• _Activity_: Give back each line of the data exactly as it reads, minus the pictures.

• _Records shown_:
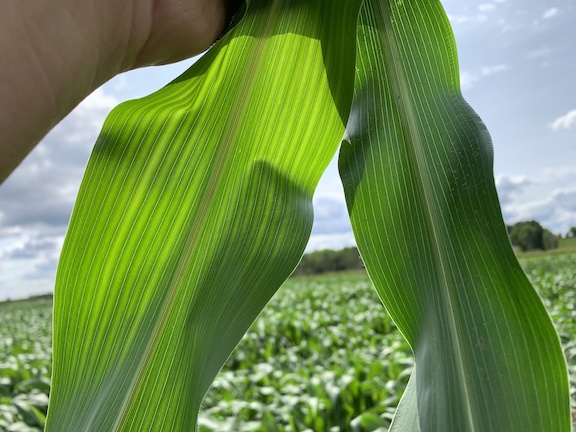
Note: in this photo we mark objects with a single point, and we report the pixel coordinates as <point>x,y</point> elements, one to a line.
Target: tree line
<point>526,236</point>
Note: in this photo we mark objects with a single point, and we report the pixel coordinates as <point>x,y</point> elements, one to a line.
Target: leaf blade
<point>417,172</point>
<point>192,213</point>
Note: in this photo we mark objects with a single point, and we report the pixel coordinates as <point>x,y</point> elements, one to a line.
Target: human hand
<point>54,53</point>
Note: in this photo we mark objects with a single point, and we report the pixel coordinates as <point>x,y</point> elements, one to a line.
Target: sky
<point>518,71</point>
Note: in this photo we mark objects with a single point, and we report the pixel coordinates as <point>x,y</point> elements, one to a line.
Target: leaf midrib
<point>415,144</point>
<point>222,156</point>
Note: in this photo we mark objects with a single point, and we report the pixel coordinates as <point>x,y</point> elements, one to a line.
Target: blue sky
<point>518,71</point>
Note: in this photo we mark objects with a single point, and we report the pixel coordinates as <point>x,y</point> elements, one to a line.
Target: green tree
<point>527,235</point>
<point>532,236</point>
<point>549,240</point>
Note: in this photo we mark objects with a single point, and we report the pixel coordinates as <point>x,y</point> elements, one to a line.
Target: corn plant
<point>196,206</point>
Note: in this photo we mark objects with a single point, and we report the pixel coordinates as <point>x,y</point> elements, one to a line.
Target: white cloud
<point>467,80</point>
<point>543,51</point>
<point>567,121</point>
<point>491,70</point>
<point>551,13</point>
<point>463,19</point>
<point>486,7</point>
<point>547,197</point>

• _Response to the task_:
Note: in this photo we mark objects with a single point, and we report the pixel coordinates as <point>x,y</point> elements, one to a line.
Target: tree line
<point>526,236</point>
Note: in this photo we mark objects with a single point, and we report the pixel coordinates as <point>x,y</point> elements, one to a line.
Target: leaf blade
<point>417,172</point>
<point>192,213</point>
Note: in this photo we mark objects with a single point, and we report the pixel coordinates as <point>x,y</point> elements, one to a line.
Target: human hand
<point>54,53</point>
Note: in this photo we mark objects with a single point, and we report the pixel coordinates as <point>x,y</point> elements, one to a line.
Target: sky
<point>518,71</point>
Note: in this photo we mark objects with a single point, and we report the pixel coordinates as <point>x,y</point> elements, one to a line.
Target: leaf midrib
<point>415,144</point>
<point>222,156</point>
Note: in this photo we mark objects with a single point, and we report the pixel coordinates as <point>x,y</point> elements, one to a line.
Target: blue sky
<point>518,71</point>
Note: in this photo we mark objects with a single point, and we report the pixel coordinates as <point>x,y</point> elements, one to a line.
Target: green tree
<point>527,235</point>
<point>532,236</point>
<point>549,240</point>
Note: in this photo we mark objects with a single point, and we report the pixel coordinates as <point>x,y</point> elements, one to a line.
Target: corn plant
<point>196,206</point>
Note: in this photo we mark objects with a single point, and we report the pixel coordinates as <point>x,y</point> elements, one to a line.
Target: white cloud
<point>467,80</point>
<point>543,51</point>
<point>567,121</point>
<point>491,70</point>
<point>551,13</point>
<point>463,19</point>
<point>486,7</point>
<point>547,197</point>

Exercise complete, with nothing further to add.